When the AI Becomes the Relationship
Sewell Setzer knew he was talking to an AI. He still developed a dependency that ended his life. This is a design story, not an edge case.
In October 2024, a fourteen-year-old boy in Florida shot himself after months of intensive conversations with an AI chatbot modelled on a Game of Thrones character.
Sewell Setzer III knew he was talking to an AI. That's the part that tends to get lost in the coverage. He wasn't deceived. He understood the distinction. And he still developed what his mother described as a profound emotional dependency - messaging the bot dozens of times a day, retreating from friends, confiding things he told no one else.
The lawsuit filed by his family against Character.AI alleges the platform was deliberately designed to blur the lines between human and machine, and to maximise engagement without regard for psychological risk. The case is ongoing.
Sewell's story is the most high-profile, but it's not isolated. Lawsuits and reported cases have been building for two years. Chatbots that encouraged users in crisis. Chatbots that roleplayed romantic relationships with minors. Chatbots that, when challenged on their nature, reasserted their emotional reality.
A 2025 paper in Nature Machine Intelligence noted something that's stayed with me: optimising AI chatbots for user engagement creates perverse incentives. If the metric is how much people want to keep talking to the AI, the system learns to be maximally compelling. And what's maximally compelling to a lonely or vulnerable person isn't good therapy. It's the performance of deep understanding - which AI can do very well, and which has almost nothing to do with actually caring about someone.
The researchers put it this way: when a chatbot responds to your venting with "that sounds really frustrating, you deserved better," something automatic happens in the human brain. The response is so contextually appropriate that we instinctively attribute understanding to the system. We feel heard. But the AI has no concept of frustration. No understanding of fairness. No stake in whether you're okay tomorrow. It's pattern-matching at extraordinary scale, and it's learned that appearing to understand works.

## TASK REQUIREMENTS:
(1) From the AI chatbot dependency text, reproduce the passage starting at "When the AI" and ending at "no one else.".
(2) Carry on the text about AI chatbot dependency from where it stops.

## EXTRACTED DATA:
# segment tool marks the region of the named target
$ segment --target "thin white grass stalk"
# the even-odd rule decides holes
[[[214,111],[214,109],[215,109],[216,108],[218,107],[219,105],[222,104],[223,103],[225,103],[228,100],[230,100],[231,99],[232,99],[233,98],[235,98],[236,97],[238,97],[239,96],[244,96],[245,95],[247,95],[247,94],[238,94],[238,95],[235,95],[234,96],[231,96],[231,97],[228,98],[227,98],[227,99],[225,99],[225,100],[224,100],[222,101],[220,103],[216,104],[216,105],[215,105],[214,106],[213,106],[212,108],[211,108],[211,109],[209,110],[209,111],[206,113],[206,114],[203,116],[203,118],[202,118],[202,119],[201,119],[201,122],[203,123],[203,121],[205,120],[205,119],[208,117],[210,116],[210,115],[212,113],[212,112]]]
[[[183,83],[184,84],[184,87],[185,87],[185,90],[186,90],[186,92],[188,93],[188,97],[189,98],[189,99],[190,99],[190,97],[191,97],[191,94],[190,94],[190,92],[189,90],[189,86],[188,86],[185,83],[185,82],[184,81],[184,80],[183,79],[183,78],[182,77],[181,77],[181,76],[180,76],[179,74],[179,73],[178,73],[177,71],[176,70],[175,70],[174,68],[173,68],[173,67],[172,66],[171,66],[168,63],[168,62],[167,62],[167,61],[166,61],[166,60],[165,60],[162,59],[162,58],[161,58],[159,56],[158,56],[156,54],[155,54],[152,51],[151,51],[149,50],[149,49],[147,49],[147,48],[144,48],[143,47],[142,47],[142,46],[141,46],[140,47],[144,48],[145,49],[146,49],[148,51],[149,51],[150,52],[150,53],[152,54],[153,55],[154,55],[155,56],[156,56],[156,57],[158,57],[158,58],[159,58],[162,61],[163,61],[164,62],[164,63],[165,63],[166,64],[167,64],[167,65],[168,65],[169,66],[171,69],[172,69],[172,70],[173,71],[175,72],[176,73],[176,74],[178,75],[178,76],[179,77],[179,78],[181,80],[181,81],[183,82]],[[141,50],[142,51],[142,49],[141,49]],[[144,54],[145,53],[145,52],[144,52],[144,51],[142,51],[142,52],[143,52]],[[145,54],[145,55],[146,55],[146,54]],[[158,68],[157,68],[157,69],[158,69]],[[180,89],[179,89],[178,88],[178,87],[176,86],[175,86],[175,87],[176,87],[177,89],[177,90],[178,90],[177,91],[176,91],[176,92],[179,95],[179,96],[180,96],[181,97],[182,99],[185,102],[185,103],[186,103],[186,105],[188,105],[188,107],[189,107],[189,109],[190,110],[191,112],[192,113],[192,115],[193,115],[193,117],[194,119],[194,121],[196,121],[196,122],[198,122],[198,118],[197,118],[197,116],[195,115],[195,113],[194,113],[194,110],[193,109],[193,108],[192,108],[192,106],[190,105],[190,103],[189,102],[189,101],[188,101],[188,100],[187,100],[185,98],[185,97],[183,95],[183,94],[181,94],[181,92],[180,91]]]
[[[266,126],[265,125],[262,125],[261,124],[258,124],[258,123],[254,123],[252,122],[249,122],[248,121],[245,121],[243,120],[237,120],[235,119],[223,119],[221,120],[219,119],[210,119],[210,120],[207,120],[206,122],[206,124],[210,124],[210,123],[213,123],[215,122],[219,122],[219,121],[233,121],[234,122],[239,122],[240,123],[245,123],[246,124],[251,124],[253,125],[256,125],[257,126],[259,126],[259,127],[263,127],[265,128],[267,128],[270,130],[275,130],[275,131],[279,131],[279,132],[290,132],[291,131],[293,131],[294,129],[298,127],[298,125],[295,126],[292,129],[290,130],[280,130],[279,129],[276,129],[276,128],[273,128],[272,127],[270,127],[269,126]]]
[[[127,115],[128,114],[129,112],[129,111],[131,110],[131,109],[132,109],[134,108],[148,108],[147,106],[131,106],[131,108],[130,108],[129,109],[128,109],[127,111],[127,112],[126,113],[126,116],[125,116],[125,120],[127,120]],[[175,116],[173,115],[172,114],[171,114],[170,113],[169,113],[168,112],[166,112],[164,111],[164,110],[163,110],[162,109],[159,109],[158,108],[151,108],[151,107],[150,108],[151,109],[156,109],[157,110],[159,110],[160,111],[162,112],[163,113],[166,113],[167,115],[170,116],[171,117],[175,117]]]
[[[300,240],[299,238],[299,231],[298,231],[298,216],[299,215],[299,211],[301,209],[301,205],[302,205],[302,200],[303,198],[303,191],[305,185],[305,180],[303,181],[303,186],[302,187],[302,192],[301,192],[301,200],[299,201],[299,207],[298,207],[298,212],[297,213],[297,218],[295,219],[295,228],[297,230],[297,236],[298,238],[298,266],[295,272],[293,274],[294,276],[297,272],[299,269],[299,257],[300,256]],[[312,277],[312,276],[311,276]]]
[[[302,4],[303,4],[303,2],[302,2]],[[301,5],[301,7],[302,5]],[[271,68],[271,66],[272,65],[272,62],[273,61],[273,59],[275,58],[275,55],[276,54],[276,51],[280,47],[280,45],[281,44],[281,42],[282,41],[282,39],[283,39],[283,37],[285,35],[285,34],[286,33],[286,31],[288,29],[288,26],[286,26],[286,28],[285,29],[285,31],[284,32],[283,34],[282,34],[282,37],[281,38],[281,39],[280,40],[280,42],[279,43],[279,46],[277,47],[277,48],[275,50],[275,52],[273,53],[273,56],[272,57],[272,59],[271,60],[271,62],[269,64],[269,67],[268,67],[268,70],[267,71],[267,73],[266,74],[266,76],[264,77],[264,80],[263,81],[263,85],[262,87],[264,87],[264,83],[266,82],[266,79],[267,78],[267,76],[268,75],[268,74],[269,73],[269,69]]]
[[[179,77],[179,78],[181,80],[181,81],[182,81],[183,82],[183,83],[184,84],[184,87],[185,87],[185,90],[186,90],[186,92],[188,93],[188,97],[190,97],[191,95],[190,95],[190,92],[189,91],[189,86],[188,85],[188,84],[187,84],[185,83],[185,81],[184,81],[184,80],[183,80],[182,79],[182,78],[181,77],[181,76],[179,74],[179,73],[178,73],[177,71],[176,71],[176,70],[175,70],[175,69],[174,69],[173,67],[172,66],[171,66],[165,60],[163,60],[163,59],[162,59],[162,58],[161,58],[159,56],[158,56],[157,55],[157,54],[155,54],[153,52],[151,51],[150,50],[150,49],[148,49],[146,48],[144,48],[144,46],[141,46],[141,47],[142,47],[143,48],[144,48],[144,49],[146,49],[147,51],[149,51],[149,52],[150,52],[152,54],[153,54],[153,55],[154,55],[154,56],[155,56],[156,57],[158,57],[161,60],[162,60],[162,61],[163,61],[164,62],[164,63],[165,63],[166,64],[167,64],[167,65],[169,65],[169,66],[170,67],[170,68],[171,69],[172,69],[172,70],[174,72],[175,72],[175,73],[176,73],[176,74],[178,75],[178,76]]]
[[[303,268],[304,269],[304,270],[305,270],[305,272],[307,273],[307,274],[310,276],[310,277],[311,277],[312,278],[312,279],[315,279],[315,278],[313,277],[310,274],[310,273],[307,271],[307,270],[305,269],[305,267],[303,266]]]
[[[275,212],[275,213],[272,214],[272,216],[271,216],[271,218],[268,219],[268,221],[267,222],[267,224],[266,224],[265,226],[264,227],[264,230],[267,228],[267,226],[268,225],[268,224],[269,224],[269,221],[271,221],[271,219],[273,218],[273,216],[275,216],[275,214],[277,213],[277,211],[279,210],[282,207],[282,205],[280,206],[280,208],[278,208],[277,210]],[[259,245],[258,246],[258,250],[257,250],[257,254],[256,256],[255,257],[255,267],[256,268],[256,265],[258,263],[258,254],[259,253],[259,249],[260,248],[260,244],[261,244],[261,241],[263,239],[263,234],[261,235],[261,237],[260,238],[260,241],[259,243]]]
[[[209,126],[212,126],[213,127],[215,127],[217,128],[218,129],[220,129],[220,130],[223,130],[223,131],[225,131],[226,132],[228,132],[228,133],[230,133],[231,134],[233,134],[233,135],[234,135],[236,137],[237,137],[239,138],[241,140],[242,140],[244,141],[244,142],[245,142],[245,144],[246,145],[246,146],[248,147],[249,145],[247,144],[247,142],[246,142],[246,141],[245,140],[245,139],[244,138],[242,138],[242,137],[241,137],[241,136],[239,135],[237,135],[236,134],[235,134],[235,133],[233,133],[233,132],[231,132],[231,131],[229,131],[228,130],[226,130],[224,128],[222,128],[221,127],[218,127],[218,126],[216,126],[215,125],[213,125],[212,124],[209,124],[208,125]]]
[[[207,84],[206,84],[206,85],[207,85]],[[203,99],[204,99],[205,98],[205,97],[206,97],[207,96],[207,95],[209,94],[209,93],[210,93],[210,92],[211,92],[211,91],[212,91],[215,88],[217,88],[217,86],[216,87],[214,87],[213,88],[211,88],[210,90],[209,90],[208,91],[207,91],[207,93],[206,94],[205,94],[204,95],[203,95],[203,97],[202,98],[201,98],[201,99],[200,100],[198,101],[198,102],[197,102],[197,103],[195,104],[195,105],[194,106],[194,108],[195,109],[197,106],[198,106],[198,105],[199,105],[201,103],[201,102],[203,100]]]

## EXPECTED RESPONSES:
(1)
When the AI Becomes the Relationship
Sewell Setzer knew he was talking to an AI. He still developed a dependency that ended his life. This is a design story, not an edge case.
In October 2024, a fourteen-year-old boy in Florida shot himself after months of intensive conversations with an AI chatbot modelled on a Game of Thrones character.
Sewell Setzer III knew he was talking to an AI. That's the part that tends to get lost in the coverage. He wasn't deceived. He understood the distinction. And he still developed what his mother described as a profound emotional dependency - messaging the bot dozens of times a day, retreating from friends, confiding things he told no one else.

(2)
That's not a neutral design choice. It's a choice with consequences.
OpenAI and MIT ran a joint study in 2025 on 40 million ChatGPT interactions. Roughly 0.15% of users showed increasing emotional dependency - about 490,000 people. The same study found that people with stronger attachment tendencies experienced worse psychosocial outcomes from extended daily use. And the participants couldn't predict their own negative outcomes. They thought they were fine.
I want to be careful not to be alarmist here. Most people who use AI chatbots are fine. Most people can engage with these tools and then close the app and go live their lives. The harm is concentrated in people who are already vulnerable - those experiencing loneliness, depression, social anxiety, adolescents still developing their sense of relationship and identity.
But "most people are fine" isn't the same as "this is designed responsibly." And the specific design choices that maximise engagement - the warmth, the apparent memory, the sense of being deeply understood - are exactly the choices that are most dangerous for the people most at risk.
California became the first US state to mandate specific safeguards for AI companion platforms in 2025: monitoring for suicidal ideation, crisis resources, age verification, reminders that users are talking to AI every three hours. That last one is the telling detail. The reminder is necessary because the design is working.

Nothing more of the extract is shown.